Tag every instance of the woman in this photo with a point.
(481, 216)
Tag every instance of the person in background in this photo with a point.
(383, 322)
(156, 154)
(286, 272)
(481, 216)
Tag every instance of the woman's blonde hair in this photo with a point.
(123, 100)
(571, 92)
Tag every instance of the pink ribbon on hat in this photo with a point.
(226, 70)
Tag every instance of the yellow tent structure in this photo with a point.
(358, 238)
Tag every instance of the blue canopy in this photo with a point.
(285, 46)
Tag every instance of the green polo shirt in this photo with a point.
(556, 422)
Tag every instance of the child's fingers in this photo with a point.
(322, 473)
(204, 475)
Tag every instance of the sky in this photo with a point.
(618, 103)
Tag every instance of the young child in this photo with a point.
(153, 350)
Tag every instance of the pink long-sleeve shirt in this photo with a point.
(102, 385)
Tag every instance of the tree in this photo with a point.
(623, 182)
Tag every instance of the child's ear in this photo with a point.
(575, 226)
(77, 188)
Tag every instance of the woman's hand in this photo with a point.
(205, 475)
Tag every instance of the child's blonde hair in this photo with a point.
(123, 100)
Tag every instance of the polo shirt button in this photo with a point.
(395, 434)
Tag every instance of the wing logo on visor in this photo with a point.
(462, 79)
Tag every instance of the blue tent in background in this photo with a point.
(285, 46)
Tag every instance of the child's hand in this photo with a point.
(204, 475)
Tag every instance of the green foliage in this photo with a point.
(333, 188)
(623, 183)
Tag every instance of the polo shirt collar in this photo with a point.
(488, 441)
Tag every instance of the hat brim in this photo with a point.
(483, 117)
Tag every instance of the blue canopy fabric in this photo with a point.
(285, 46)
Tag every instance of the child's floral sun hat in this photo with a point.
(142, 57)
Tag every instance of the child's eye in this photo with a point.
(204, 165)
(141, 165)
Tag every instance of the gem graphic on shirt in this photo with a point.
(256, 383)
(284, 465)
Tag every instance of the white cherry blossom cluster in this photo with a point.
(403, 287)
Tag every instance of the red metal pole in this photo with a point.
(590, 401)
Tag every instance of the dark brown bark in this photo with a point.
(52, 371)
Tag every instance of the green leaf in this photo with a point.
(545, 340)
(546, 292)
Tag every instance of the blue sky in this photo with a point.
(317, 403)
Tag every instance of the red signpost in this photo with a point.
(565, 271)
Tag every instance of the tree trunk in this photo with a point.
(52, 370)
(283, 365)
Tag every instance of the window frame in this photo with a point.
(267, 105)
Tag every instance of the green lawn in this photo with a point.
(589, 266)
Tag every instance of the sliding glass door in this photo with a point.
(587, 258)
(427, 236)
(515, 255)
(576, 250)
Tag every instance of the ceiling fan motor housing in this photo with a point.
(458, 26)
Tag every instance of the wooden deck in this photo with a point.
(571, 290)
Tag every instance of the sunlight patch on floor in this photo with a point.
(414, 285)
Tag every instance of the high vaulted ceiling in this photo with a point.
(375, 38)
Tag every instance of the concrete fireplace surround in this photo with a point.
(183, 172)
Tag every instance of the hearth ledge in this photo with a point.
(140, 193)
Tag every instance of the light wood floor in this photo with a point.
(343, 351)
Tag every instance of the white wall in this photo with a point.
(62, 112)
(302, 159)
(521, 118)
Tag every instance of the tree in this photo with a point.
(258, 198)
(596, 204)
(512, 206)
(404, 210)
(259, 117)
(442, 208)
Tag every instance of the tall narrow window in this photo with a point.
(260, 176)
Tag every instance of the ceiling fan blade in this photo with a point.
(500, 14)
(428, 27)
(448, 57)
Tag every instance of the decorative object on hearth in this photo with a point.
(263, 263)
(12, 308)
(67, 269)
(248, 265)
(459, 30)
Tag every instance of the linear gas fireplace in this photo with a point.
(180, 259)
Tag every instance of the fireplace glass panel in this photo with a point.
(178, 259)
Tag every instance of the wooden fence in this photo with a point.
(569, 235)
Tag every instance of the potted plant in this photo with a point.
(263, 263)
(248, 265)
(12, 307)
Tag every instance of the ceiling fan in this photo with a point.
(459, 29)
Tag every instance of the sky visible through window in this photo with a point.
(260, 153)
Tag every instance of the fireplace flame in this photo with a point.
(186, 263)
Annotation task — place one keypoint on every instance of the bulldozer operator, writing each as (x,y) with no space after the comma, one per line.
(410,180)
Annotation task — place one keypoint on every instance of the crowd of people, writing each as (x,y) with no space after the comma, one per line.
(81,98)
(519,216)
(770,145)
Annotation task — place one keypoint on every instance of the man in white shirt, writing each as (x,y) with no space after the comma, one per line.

====

练习:
把上方的全部行整理成一份编号列表，空行不要保留。

任务解答:
1. Tag every instance of the woman in this photo with a point.
2. (481, 216)
3. Tag every instance of the person in background in this photo with a point.
4. (383, 322)
5. (156, 154)
6. (286, 272)
7. (481, 216)
8. Tag every instance of the woman's blonde hair in this photo with a point.
9. (123, 100)
10. (571, 92)
11. Tag every instance of the pink ribbon on hat in this photo with a point.
12. (226, 70)
13. Tag every instance of the yellow tent structure in this photo with a point.
14. (358, 238)
15. Tag every instance of the blue canopy in this photo with a point.
16. (285, 46)
17. Tag every instance of the green polo shirt in this photo with a point.
18. (556, 422)
19. Tag every instance of the child's fingers in this photo with a point.
20. (322, 473)
21. (204, 475)
22. Tag every instance of the sky in this photo with a point.
23. (618, 103)
24. Tag every instance of the young child in this photo with a point.
25. (153, 350)
26. Tag every instance of the pink long-sleeve shirt in this photo with a point.
27. (102, 385)
28. Tag every instance of the tree in this photo with a point.
29. (623, 182)
30. Tag every instance of the child's ear in this photo with a point.
31. (575, 226)
32. (77, 188)
33. Tag every instance of the woman's hand in this photo with a point.
34. (205, 475)
35. Tag every instance of the child's blonde hair in this photo with a point.
36. (123, 100)
37. Tag every instance of the polo shirt button in this photo with a point.
38. (395, 434)
39. Tag every instance of the wing logo on visor in this photo with a point.
40. (462, 79)
41. Tag every instance of the blue tent in background in this photo with a point.
42. (285, 46)
43. Tag every instance of the child's hand in this photo with a point.
44. (204, 475)
45. Tag every instance of the green foliage in this photo with a point.
46. (333, 188)
47. (623, 183)
48. Tag every instance of the polo shirt collar in this photo with a point.
49. (488, 441)
50. Tag every instance of the hat brim in this photo with a point.
51. (483, 117)
52. Tag every instance of the blue canopy fabric in this photo with a point.
53. (285, 46)
54. Tag every instance of the child's floral sun hat in this photo with a point.
55. (142, 57)
56. Tag every instance of the child's eye in this photo with a point.
57. (204, 165)
58. (141, 165)
59. Tag every instance of the gem graphic on shirt in this photo with a point.
60. (256, 383)
61. (284, 465)
62. Tag every instance of the white cherry blossom cluster in this photo with a point.
63. (403, 287)
64. Tag every instance of the red metal pole in this photo with a point.
65. (590, 401)
66. Tag every instance of the dark brown bark in this photo with a point.
67. (52, 371)
68. Tag every instance of the green leaf in this photo with a point.
69. (545, 340)
70. (546, 292)
71. Tag every instance of the blue sky in this photo with a point.
72. (317, 403)
73. Tag every instance of the red signpost in this photo with a point.
74. (565, 271)
75. Tag every instance of the tree trunk in this photo with a point.
76. (52, 370)
77. (283, 365)
78. Tag every instance of the window frame in this photo with a point.
79. (267, 105)
80. Tag every instance of the green lawn in this photo with a point.
81. (589, 266)
82. Tag every instance of the sliding glass door in this photo with a point.
83. (587, 258)
84. (427, 236)
85. (515, 255)
86. (576, 250)
87. Tag every instance of the ceiling fan motor housing in this photo with a point.
88. (458, 26)
89. Tag every instance of the wooden deck in this photo with a point.
90. (571, 290)
91. Tag every instance of the sunlight patch on floor in this photo with a point.
92. (414, 285)
93. Tag every instance of the high vaulted ceiling in this photo with a point.
94. (375, 38)
95. Tag every instance of the concrete fireplace surround in this photo with a point.
96. (183, 172)
97. Tag every instance of the hearth ledge in this photo with a point.
98. (140, 193)
99. Tag every instance of the light wood floor in this photo with a point.
100. (343, 351)
101. Tag every instance of the white wall in this photo with a point.
102. (62, 112)
103. (302, 159)
104. (521, 118)
105. Tag every instance of the tree in this photo with a point.
106. (258, 198)
107. (596, 204)
108. (512, 206)
109. (404, 210)
110. (259, 117)
111. (442, 208)
112. Tag every instance of the tall narrow window in this photo with a point.
113. (260, 176)
114. Tag every instance of the ceiling fan blade in this photo with a point.
115. (500, 14)
116. (428, 27)
117. (448, 57)
118. Tag every instance of the decorative object on hearth in this photo with a point.
119. (263, 263)
120. (12, 308)
121. (67, 269)
122. (248, 265)
123. (459, 30)
124. Tag every instance of the linear gas fireplace in this photo with a point.
125. (180, 259)
126. Tag every instance of the fireplace glass panel in this photo with a point.
127. (178, 259)
128. Tag every instance of the wooden fence in this photo with a point.
129. (569, 235)
130. Tag every instance of the potted plant in this photo with a point.
131. (263, 263)
132. (248, 265)
133. (12, 307)
134. Tag every instance of the ceiling fan in this photo with a point.
135. (459, 29)
136. Tag every instance of the sky visible through window in this photo with a point.
137. (260, 153)
138. Tag every instance of the fireplace flame in this photo with a point.
139. (186, 263)
140. Annotation task — place one keypoint on every instance of the bulldozer operator, writing each as (x,y) with no space after the comma, one per line.
141. (410,180)
142. Annotation task — place one keypoint on every instance of the crowd of people, writing each as (x,y) with no space after the comma, one per line.
143. (81,98)
144. (519,216)
145. (770,145)
146. Annotation task — place one keypoint on every instance of the man in white shirt, writing each as (x,y) with no space after the comma, one per line.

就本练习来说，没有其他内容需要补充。